▶ [Aim]:
Reproduce every line of the listing below, word for word, starting with the line that contains "of the tent" and ending with the line that contains "pixel 193 367", with both of those lines included. Do not include any other lines.

▶ [Material]:
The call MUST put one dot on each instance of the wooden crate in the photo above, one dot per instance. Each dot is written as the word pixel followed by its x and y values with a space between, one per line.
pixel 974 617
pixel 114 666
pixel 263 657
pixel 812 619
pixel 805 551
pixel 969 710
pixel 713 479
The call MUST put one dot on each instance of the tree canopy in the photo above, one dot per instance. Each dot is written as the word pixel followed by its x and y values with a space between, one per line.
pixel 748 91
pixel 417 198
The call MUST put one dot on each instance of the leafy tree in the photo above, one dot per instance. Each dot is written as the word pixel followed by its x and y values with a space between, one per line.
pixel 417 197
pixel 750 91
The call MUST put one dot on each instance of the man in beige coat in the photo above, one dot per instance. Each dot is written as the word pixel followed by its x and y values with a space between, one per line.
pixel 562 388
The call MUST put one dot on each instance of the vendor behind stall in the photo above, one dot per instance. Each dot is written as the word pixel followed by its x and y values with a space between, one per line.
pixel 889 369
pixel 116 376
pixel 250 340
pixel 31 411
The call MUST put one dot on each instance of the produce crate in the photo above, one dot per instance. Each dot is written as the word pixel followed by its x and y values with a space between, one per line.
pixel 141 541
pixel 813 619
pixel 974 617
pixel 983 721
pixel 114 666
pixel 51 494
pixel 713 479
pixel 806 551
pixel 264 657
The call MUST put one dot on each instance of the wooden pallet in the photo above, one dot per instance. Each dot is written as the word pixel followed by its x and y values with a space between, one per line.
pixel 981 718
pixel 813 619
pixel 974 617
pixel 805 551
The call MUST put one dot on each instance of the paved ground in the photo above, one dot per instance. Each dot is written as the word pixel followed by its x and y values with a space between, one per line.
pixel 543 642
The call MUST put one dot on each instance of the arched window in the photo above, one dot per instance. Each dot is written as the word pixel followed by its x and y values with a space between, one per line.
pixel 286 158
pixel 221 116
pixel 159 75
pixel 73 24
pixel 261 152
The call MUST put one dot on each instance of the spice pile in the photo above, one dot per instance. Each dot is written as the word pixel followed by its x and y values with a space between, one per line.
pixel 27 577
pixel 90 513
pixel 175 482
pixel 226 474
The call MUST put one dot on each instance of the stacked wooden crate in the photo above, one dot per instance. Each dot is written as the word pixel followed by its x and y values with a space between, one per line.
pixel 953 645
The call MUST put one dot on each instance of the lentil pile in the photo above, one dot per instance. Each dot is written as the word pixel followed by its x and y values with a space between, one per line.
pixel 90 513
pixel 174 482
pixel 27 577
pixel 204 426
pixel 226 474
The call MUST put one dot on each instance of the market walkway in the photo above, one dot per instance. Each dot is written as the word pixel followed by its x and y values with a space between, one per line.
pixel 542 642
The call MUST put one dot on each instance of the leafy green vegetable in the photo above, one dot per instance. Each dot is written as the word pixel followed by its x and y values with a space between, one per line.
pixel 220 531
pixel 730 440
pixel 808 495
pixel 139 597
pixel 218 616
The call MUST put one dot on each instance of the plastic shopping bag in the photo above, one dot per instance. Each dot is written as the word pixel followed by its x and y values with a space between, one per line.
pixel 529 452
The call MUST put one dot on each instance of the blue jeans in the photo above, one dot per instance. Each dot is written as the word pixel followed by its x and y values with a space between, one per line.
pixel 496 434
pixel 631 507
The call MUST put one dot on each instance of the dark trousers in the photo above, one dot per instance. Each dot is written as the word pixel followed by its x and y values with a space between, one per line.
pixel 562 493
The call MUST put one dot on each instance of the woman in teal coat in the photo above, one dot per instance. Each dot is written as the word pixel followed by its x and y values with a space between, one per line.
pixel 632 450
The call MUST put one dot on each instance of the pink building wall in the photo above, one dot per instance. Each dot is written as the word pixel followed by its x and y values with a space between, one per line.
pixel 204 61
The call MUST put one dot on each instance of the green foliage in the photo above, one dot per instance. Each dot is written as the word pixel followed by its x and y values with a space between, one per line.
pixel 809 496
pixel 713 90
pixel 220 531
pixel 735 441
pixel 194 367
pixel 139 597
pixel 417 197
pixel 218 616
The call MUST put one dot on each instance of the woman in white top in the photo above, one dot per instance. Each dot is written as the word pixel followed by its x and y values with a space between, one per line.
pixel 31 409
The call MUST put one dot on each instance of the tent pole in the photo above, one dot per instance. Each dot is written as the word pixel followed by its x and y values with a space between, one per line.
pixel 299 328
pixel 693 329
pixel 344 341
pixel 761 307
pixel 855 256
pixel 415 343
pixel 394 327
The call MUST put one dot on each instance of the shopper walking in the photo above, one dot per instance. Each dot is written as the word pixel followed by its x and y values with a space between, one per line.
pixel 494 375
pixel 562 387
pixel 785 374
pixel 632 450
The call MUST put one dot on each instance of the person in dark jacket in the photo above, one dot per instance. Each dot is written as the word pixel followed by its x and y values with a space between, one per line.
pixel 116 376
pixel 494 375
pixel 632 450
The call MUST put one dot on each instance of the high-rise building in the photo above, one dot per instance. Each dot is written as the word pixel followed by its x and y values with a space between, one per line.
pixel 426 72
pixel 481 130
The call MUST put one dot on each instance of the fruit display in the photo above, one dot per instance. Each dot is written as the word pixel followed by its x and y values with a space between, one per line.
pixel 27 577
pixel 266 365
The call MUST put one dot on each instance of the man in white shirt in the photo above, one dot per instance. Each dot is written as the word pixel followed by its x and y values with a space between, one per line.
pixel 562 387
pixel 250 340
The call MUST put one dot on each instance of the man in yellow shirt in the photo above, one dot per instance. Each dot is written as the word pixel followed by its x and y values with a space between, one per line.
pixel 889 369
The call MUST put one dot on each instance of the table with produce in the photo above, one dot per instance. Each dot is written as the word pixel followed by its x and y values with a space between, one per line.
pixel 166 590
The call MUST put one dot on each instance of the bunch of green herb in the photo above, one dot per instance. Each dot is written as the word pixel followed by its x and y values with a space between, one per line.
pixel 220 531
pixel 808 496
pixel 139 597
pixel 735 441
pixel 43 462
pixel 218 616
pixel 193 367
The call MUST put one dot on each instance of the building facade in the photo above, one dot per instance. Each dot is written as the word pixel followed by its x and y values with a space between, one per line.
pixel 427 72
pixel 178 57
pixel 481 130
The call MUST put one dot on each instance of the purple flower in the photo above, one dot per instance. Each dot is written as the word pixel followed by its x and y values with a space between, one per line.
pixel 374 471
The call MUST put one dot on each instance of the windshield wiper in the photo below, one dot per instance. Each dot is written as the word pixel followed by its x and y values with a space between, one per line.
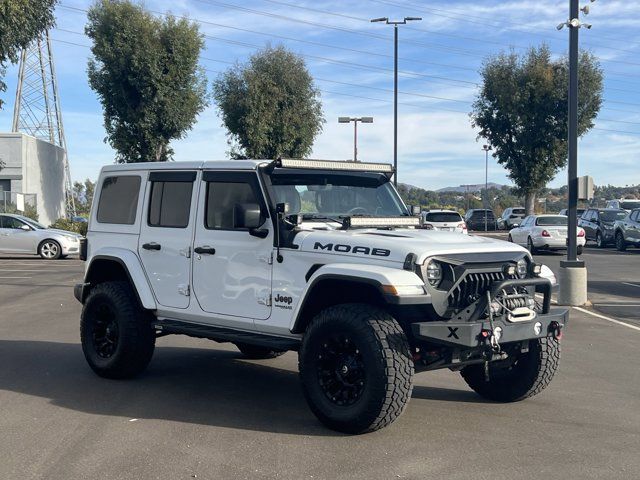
pixel 312 216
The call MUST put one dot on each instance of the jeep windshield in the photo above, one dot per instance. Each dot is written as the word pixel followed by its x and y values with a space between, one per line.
pixel 333 196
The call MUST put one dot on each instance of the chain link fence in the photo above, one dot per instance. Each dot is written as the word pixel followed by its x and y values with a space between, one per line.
pixel 21 203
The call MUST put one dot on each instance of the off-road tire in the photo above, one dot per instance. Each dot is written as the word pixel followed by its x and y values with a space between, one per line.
pixel 115 304
pixel 255 352
pixel 621 245
pixel 49 250
pixel 529 376
pixel 384 361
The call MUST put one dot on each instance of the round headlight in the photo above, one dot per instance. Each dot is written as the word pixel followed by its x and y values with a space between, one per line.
pixel 434 273
pixel 522 268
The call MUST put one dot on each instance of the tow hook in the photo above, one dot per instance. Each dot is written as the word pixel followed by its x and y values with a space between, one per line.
pixel 556 330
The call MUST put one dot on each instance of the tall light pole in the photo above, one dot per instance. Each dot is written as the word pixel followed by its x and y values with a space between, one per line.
pixel 395 24
pixel 573 274
pixel 355 121
pixel 486 149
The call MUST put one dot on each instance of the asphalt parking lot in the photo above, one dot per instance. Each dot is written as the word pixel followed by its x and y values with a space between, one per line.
pixel 201 411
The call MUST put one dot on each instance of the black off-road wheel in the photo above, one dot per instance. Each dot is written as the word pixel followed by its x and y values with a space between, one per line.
pixel 116 333
pixel 621 245
pixel 521 376
pixel 255 352
pixel 356 368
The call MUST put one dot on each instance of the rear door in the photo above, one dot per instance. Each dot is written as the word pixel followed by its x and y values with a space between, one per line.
pixel 165 235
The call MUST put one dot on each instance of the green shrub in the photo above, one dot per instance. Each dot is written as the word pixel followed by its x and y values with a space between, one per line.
pixel 70 226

▶ [Task response]:
The call MUST put one dot on each instance of the tent pole in the photo above, one dot per instance. Each dot is written as the word pixel followed by its x and y values with a space between, one per line.
pixel 299 328
pixel 693 329
pixel 344 341
pixel 761 307
pixel 855 256
pixel 415 343
pixel 394 327
The call MUST put one dot on each instance of the shopper walking in the photo above, one dot per instance. Each dot is written as the word pixel followed by its x and y values with a space between, one per line.
pixel 494 375
pixel 562 387
pixel 785 374
pixel 632 450
The call MUST put one dot on each instance of the person in dark jacket in the photo above, one dot per instance. Each dot is written as the word pixel followed by its x and y values with a space between, one per line.
pixel 116 376
pixel 494 375
pixel 632 450
The call MUST put one dot on each instance of the high-rise building in the photo above, one dot per instance. Each dot is written as the word pixel followed by its x and y values with a space between, one per line.
pixel 426 72
pixel 481 130
The call MUST put one dot on each instance of the fruit display in the photo above, one dot per instance. Each dot is written as the word pixel followed by its x and y values with a space between, one per line.
pixel 27 577
pixel 266 365
The call MUST put one dot on each instance of the man in white shirt in the photo above, one dot per instance. Each dot is written as the word pixel followed by its x and y values with a space between, one per line.
pixel 562 387
pixel 250 340
The call MUST put one dot on each instance of the man in yellow shirt in the photo above, one dot per instance. Each dot is written as the word pixel followed by its x and y values with a space between, one per line.
pixel 889 369
The call MUST put one dot on each instance of the table with produce in the photo above, one dot per instance. Each dot is written as the word pixel followed by its x and y values with a space between, one per line.
pixel 166 590
The call MUST put one dot on each instance of the bunch of green herb in the photo above, one dot per instance. Each dot is written as the word pixel followed by its x and y values with a space between, one per line.
pixel 220 531
pixel 808 496
pixel 139 597
pixel 735 441
pixel 43 462
pixel 218 616
pixel 193 367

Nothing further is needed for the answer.